= What is required =
The word "Task" marks the lines you need; copy each of them from the data.

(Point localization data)
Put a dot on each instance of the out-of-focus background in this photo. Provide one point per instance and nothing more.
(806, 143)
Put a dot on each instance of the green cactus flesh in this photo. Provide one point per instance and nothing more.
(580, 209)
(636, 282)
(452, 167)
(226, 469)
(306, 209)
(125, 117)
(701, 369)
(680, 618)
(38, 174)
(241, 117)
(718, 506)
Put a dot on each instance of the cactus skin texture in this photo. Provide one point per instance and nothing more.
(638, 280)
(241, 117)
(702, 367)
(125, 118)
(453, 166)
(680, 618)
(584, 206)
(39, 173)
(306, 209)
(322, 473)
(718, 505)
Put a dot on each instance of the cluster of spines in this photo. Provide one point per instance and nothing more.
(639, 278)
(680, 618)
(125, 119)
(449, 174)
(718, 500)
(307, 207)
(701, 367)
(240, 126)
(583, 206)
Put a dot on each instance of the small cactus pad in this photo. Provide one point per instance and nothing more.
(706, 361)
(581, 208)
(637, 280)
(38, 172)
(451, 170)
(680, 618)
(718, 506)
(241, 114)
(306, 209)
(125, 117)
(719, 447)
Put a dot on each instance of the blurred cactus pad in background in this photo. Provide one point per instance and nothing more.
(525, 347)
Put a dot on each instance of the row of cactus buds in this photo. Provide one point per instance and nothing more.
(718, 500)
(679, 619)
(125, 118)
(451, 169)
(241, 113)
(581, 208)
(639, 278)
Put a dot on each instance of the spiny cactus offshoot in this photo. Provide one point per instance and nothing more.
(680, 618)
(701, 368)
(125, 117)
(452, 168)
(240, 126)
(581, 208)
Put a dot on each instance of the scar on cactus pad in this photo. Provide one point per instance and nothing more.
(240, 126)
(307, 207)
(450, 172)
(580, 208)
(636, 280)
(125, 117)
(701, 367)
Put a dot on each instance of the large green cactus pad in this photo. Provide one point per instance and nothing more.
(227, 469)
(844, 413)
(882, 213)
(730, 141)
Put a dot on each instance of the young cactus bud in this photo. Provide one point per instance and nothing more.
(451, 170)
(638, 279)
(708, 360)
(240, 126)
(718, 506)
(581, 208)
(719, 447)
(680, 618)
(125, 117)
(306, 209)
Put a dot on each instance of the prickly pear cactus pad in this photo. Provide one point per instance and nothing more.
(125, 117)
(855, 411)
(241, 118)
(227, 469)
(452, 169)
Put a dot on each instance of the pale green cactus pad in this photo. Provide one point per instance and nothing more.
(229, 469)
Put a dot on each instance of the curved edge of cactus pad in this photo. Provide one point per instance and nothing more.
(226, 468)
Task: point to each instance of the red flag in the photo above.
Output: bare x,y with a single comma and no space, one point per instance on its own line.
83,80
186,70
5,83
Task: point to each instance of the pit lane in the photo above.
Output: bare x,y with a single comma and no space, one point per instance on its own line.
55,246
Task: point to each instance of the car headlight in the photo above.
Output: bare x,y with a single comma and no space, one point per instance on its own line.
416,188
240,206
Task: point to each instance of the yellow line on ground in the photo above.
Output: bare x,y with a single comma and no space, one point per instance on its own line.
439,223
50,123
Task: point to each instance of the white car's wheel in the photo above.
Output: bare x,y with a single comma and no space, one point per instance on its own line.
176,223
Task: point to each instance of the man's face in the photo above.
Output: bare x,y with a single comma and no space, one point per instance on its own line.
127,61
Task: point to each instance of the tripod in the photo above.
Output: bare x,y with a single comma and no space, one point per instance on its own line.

= Exercise response =
Task: point to each instance of the red flag in the photo above.
Task: point to each instance of the pit lane in the photo above.
Task: point to each instance of the car headlight in the photo above.
Task: point to each instance of the yellow line on ground in the photo above.
Task: point to each instance of the white car's wheel in the photo above.
Task: point to each instance of the man's face in the photo above.
Task: point to each instance of the tripod in the photo above.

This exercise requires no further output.